Première Partie : LE CADRE DU DEVELOPPEMENT URBAIN

La mise en place du questionnement, puis de la problématique, a tout d’abord établi comme cadre d’étude les ’secteurs d’habitat’ de l’agglomération de Hô Chi Minh Ville. Comme nous le verrons dans le troisième chapitre, cette dénomination rassemble sur les différents master plan la presque-totalité de l’agglomération urbaine existante. Les discours officiels, comme une première observation de ces secteurs, ont mis en évidence deux types d’habitat prédominants et presque exclusifs : la maison individuelle et privée et les immeubles de logements collectifs gérés par des organismes publics. Puis, l’appropriation par les habitants des espaces urbains induits par les formes d’habitat et la dualité constatée dans leur production, se sont révélées caractéristiques des pratiques urbaines actuelles à Hô Chi Minh Ville.

Cette première partie, a pour objectif de caractériser le cadre du développement urbain à Hô Chi Minh Ville.

Afin de revenir sur ce constat de la dualité de l’habitat, le chapitre II est consacré à l’habitat dans l’urbain. Il s’agit de mettre en évidence, par une typologie, les deux types d’habitat cités et de montrer leur exclusivité, de particularise r leurs caractéristiques à travers les liaisons de la forme bâtie à l’espace public et la vie des habitants induite par cette relation, puis par l’identification des acteurs producteurs voire gestionnaires de ces habitats.

Entrées répertoriées =
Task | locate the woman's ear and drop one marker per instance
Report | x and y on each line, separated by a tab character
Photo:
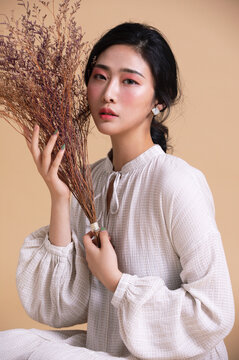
160	106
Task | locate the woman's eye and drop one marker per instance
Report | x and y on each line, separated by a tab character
99	76
130	81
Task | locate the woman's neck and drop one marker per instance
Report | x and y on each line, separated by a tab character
125	149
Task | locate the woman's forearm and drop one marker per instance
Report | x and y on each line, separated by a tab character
60	229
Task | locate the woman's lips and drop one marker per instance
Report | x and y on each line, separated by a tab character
107	116
107	113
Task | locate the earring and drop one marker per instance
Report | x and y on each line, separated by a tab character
155	111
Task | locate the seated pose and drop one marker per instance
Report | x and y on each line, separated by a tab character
158	288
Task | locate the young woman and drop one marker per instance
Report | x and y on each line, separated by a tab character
158	288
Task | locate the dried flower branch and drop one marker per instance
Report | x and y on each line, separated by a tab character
41	69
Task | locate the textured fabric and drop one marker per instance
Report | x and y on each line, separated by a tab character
174	299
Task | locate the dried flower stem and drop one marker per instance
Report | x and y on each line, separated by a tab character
41	70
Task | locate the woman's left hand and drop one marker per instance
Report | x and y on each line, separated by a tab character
102	261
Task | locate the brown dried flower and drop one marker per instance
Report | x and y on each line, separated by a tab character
41	69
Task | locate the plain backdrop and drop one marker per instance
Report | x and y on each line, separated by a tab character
203	129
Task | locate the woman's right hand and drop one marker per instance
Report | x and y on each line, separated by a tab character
47	167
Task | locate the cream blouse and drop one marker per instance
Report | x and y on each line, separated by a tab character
174	299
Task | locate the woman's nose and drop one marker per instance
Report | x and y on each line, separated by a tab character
109	94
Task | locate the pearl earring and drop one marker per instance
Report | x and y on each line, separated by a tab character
155	111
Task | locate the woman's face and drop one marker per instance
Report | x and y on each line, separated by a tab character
121	91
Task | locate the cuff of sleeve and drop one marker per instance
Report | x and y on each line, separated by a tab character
62	251
122	286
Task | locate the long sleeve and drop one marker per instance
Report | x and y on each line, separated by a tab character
54	282
188	322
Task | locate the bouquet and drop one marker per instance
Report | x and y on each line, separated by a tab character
42	82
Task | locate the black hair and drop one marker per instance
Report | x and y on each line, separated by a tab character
154	49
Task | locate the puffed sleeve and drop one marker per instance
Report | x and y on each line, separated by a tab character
188	322
54	282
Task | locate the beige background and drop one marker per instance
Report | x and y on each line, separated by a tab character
204	129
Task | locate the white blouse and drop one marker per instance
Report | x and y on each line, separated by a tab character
174	299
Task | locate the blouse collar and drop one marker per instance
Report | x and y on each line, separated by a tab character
136	164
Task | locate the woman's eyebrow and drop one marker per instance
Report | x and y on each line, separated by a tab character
105	67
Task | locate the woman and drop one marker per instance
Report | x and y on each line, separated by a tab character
158	288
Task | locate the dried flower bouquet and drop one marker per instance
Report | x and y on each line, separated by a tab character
41	69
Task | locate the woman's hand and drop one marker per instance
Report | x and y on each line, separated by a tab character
47	167
102	261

Tâches à réaliser =
• 1. Les affirmations suivantes sont-elles conformes au texte sur le développement urbain à Hô Chi Minh Ville ? (a) Les discours officiels et une première observation ont fait ressortir deux types d’habitat prédominants. (b) Le chapitre II porte sur les acteurs financiers de l’agglomération. (c) La dénomination « secteurs d’habitat » ne couvre qu’une petite partie de l’agglomération. Pour chacune, répondez par oui ou par non et citez à l’identique les mots du texte qui tranchent.
• 2. Comment se poursuivrait le texte sur le développement urbain à Hô Chi Minh Ville ? Rédigez la suite à partir de sa dernière phrase.
Les entrées constituent un matériau à part, indépendant de ce qui précède.

Réponses par tâche =
• 1.
(a) Oui : « deux types d’habitat prédominants et presque exclusifs ».
(b) Non : « le chapitre II est consacré à l’habitat dans l’urbain ».
(c) Non : « rassemble sur les différents master plan la presque-totalité de l’agglomération urbaine existante ».

• 2.
Cela mènera à constater tout d’abord l’importance d’un modèle très répandu en Asie du Sud-Est : le compartiment chinois, et la difficulté de son évolution. Puis, il faudra interpréter l’absence de copropriété, d’immeubles de rapport et de condominiums. Enfin, nous verrons que cette absence d’alternative proposée aux deux types d’habitat correspond à l’émergence de deux types d’acteurs. Ce sera le thème du deuxième chapitre que d’apporter une explication à l’exclusivité de ces deux acteurs : administration-public et individu-privé.

Avant cela, et afin de comprendre le rapport que les différents types d’habitat introduits entretiennent avec la ville dans sa globalité, le dernier paragraphe identifie les différents tissus urbains que ces habitats ont produits ou qui les ont induits. Les strat es de l’histoire, très récente en ce qui concerne Hô Chi Minh Ville, montrent la succession des différents groupes dominants (Vietnamiens, Chinois, Français, Américains, Vietnamiens) suivant les quartiers et les époques. Elles permettent de discerner l’urbanité à Hô chi minh Ville.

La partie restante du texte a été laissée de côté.